Esta comunidad de medios, como es de suponer, transcurre allende lo que la ciencia y sus métodos pueden abordar. Cuando Polonio monologa en Hamlet -acto 2º, escena 7ª-, reconoce más allá de la evidente insania, la presencia de un orden superior: Though this be madnes, yet there is method in’t: Tras el disparate y la locura hay método, sistema, proyecto. Así, en la sustancia de la vida, encontramos conflictos entre morales diferentes -tragedia renacentista- o entre destinos y voluntades -tragedia clásica entre dioses y hombres-. Y en ambos modelos adivinamos que lo trágico que enluta el vivir del hombre encuentra, sea en la voluntad de los dioses o en el triunfo de voluntades o destinos, una salida que trasciende al conflicto mismo.
En efecto: el mundo puede sernos caótico y arbitrario, pero una vez elevados más allá de nuestra identidad, se torna siempre maleable y, aunque no armonice con nuestros deseos egóticos, comienza a eliminar conflictos, tragedias internas, abriéndose a una evolución natural, espontánea. En una obra de arte, por ejemplo, la realidad fluye en dos direcciones: hacia la abstracción, donde encontrará una atmósfera abierta a más y más armonía, o hacia la puntualidad del individuo donde finalmente se topará con el gusto individual. Pero aún en el gusto reconocemos armonía universal. En la obra artística -el «recurso mnémico» de Croce para llegar al arte, no encontraremos luchas entre destinos y voluntades o entre morales diferentes. El arte se reduce a su propia naturaleza y comienza a transitar el camino al Todo despojado de tragedias. Traduce lo total existente al lenguaje que en nuestra «puntualidad» podemos alcanzar a entender, y vemos que en la medida en que nos dejamos «arrebatar» por la estética, nuestras «tragedias» se van desvaneciendo... Pero ¿hay algo más allá, más arriba, más abstracto que la estética del arte? Debe haberlo, si buscamos un camino hacia el Todo.

Anotaciones de puntos para fotos
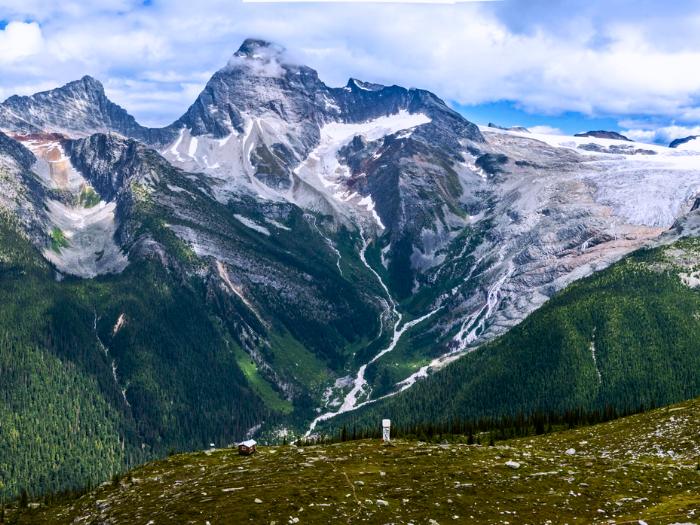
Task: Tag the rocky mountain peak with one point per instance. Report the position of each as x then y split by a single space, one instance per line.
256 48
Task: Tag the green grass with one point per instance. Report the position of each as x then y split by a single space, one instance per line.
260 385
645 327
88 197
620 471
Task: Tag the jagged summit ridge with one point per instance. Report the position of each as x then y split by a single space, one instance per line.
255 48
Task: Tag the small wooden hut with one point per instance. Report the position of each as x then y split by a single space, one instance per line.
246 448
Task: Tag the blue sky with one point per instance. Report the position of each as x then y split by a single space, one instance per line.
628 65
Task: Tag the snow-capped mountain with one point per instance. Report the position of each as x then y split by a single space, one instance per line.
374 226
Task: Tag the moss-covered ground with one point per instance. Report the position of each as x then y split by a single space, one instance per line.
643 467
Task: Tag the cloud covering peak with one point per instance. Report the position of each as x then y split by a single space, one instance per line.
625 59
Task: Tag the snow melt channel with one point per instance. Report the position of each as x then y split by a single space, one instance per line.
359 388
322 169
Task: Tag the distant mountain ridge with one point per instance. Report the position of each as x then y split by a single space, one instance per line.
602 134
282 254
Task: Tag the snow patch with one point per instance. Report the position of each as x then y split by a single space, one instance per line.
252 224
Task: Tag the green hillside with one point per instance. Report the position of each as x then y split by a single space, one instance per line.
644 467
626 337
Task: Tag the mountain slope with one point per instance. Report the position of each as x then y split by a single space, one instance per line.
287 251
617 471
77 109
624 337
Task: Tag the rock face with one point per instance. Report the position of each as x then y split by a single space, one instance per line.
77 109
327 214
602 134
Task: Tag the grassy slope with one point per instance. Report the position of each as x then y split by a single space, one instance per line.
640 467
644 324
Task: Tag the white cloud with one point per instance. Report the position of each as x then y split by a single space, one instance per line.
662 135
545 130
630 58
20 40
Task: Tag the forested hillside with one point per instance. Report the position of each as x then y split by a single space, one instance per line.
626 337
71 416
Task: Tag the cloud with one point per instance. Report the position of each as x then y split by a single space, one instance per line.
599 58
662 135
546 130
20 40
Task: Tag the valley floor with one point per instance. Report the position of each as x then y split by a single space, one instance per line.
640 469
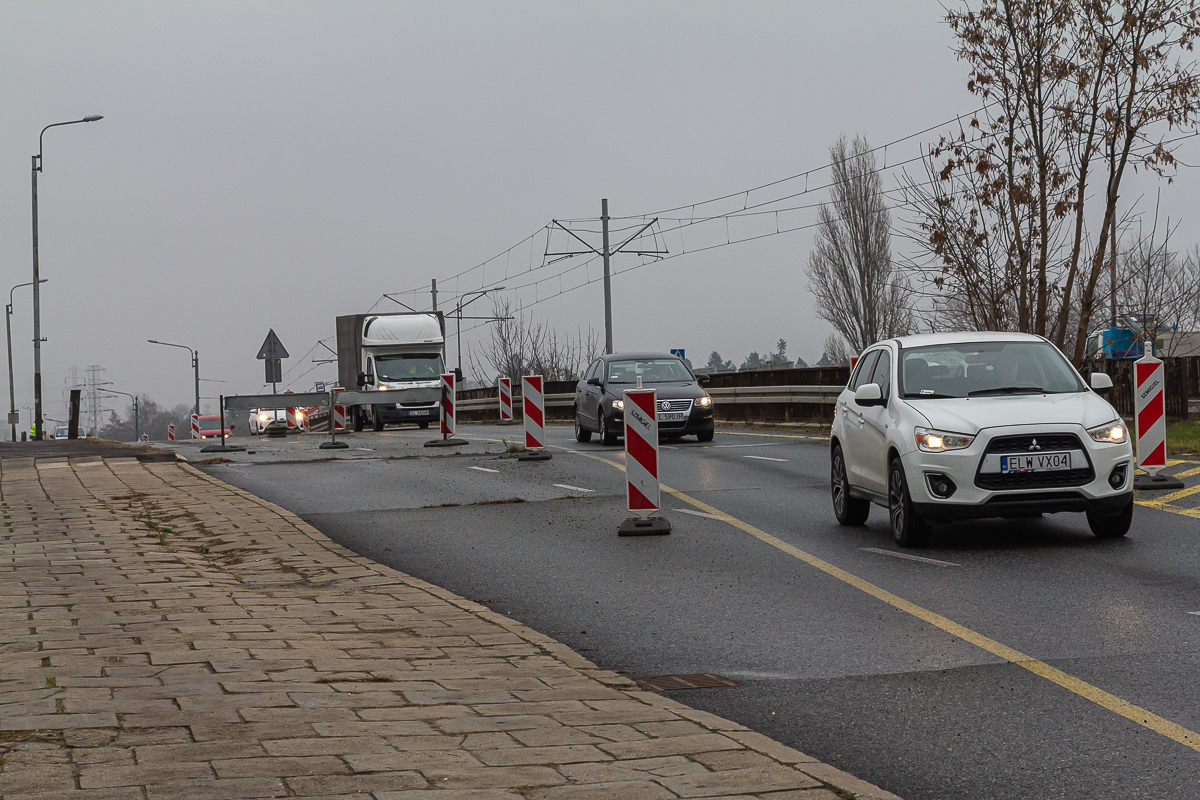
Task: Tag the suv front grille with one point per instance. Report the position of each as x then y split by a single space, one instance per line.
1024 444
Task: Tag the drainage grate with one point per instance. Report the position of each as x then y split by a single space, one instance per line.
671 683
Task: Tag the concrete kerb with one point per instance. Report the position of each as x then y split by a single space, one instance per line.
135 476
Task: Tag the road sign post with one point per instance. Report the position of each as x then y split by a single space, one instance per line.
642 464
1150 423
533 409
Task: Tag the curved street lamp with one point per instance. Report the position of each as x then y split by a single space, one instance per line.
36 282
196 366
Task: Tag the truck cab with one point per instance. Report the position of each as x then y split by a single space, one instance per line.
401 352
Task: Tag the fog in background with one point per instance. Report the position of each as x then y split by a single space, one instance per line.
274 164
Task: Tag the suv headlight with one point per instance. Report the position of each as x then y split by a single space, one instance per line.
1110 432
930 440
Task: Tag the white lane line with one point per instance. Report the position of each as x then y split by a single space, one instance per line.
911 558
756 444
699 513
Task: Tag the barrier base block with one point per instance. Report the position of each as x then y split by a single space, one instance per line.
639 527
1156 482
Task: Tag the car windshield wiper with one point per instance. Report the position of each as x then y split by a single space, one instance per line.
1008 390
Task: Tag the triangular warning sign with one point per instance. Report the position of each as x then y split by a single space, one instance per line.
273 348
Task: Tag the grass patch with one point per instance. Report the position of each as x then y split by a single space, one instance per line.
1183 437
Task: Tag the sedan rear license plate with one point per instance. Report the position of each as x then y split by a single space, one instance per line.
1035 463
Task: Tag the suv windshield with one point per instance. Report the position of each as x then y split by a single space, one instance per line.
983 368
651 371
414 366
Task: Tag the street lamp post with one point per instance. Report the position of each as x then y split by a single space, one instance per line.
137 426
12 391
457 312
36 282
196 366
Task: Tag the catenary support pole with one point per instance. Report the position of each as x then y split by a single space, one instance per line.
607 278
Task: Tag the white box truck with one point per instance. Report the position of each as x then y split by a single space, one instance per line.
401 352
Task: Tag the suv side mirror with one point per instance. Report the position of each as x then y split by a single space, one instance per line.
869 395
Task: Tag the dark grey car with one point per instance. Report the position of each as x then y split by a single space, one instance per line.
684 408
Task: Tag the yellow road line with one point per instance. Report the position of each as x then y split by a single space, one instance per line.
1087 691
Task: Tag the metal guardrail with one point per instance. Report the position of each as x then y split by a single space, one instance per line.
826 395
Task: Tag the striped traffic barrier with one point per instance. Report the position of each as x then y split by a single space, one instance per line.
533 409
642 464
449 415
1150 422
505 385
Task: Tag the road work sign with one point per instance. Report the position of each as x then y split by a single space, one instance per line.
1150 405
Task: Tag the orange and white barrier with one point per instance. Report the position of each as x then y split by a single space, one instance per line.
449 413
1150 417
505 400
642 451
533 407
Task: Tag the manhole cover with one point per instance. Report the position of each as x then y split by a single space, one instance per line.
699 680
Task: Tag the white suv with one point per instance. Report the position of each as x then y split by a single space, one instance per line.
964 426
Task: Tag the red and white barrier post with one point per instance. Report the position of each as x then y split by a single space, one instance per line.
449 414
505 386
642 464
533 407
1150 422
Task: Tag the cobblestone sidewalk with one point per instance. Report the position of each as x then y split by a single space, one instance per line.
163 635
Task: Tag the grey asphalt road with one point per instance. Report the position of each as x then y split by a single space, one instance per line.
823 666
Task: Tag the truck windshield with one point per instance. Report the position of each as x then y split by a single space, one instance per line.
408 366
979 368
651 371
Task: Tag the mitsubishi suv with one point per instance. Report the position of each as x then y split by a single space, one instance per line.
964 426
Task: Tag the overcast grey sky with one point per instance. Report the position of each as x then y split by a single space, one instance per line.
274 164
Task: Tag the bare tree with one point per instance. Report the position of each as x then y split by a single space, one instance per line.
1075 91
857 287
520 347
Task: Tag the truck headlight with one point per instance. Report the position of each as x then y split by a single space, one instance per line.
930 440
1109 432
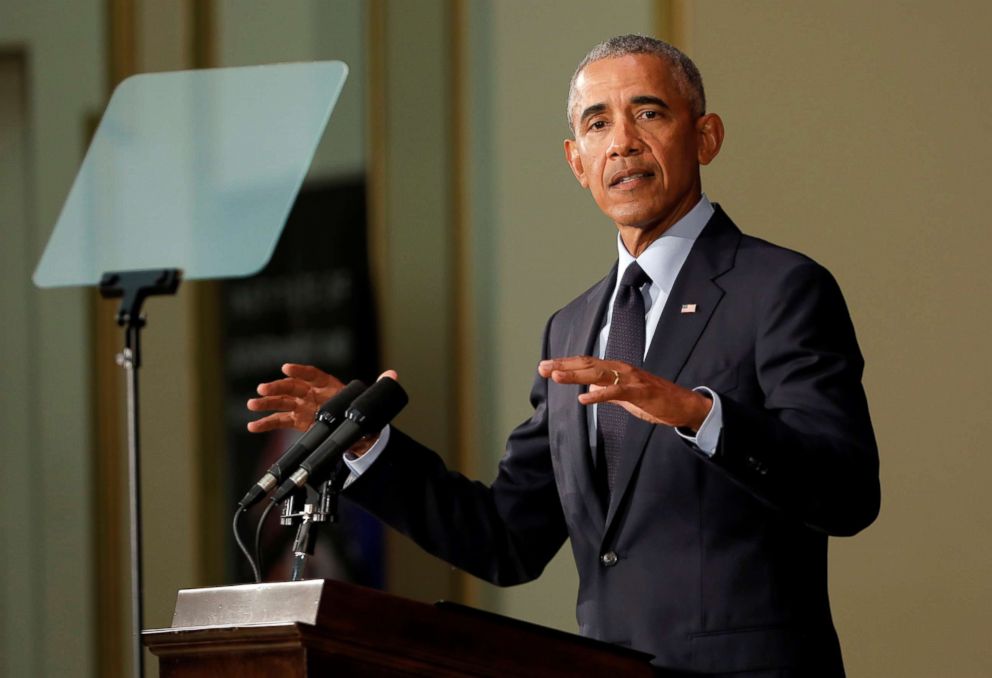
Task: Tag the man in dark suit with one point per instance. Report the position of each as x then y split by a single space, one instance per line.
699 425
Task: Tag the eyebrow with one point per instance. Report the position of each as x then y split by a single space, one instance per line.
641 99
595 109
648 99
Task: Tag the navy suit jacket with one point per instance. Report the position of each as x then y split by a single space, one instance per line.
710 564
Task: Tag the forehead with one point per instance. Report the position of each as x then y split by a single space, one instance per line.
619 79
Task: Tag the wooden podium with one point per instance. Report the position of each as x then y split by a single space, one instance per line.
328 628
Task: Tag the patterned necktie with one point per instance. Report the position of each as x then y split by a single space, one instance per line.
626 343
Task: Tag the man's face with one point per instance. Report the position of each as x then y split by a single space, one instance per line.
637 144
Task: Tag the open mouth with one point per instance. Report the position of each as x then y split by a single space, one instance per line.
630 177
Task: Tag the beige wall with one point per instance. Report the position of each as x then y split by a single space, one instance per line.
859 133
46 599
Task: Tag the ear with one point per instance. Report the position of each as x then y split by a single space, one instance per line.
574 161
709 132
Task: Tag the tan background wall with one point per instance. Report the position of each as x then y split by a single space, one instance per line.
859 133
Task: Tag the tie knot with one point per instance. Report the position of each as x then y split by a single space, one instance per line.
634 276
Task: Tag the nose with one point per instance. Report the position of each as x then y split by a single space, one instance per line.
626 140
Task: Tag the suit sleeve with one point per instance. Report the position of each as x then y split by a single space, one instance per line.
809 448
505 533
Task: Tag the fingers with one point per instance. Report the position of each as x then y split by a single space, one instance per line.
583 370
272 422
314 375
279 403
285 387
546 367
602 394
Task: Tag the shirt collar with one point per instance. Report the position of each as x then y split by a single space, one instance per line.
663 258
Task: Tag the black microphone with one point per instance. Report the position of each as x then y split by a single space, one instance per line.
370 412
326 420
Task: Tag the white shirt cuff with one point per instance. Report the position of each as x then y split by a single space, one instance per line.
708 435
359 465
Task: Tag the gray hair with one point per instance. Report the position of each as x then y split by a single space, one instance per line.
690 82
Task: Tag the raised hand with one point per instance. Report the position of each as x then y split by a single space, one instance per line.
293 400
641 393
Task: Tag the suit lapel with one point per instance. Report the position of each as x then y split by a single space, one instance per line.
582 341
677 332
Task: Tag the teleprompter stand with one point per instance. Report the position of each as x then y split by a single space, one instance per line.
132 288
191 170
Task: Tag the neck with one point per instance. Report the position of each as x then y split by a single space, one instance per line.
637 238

Problema breve A
Reescribe en forma de lista breve el párrafo del pasaje fuente que empieza con "En efecto: el mundo puede sernos caótico", conservando sus ideas principales.
Problema breve B
Cita literalmente el fragmento del pasaje fuente que va desde "Esta comunidad de" hasta "al conflicto mismo.".
Problema breve C
Según el pasaje fuente, ¿qué hay tras el disparate y la locura, según reconoce Polonio?

Respuesta A
- El mundo puede parecer caótico y arbitrario. Sin embargo, al elevarnos más allá de nuestra identidad, se vuelve maleable, elimina conflictos y tragedias internas y se abre a una evolución natural y espontánea, aunque no armonice con nuestros deseos egóticos.
- En la obra de arte, la realidad fluye en dos direcciones. Una va hacia la abstracción, abierta a cada vez más armonía. La otra va hacia la puntualidad del individuo, donde se encuentra con el gusto individual, en el que también se reconoce armonía universal.
- En la obra artística, el «recurso mnémico» de Croce, no hay luchas entre destinos y voluntades ni entre morales diferentes. El arte camina hacia el Todo despojado de tragedias.
- El arte traduce lo total existente a un lenguaje que podemos entender. En la medida en que la estética nos «arrebata», nuestras «tragedias» se desvanecen.
- Si buscamos un camino hacia el Todo, debe haber algo más allá y más abstracto que la estética del arte.

Respuesta B
Esta comunidad de medios, como es de suponer, transcurre allende lo que la ciencia y sus métodos pueden abordar. Cuando Polonio monologa en Hamlet -acto 2º, escena 7ª-, reconoce más allá de la evidente insania, la presencia de un orden superior: Though this be madnes, yet there is method in’t: Tras el disparate y la locura hay método, sistema, proyecto. Así, en la sustancia de la vida, encontramos conflictos entre morales diferentes -tragedia renacentista- o entre destinos y voluntades -tragedia clásica entre dioses y hombres-. Y en ambos modelos adivinamos que lo trágico que enluta el vivir del hombre encuentra, sea en la voluntad de los dioses o en el triunfo de voluntades o destinos, una salida que trasciende al conflicto mismo.

Respuesta C
Tras el disparate y la locura hay método, sistema, proyecto.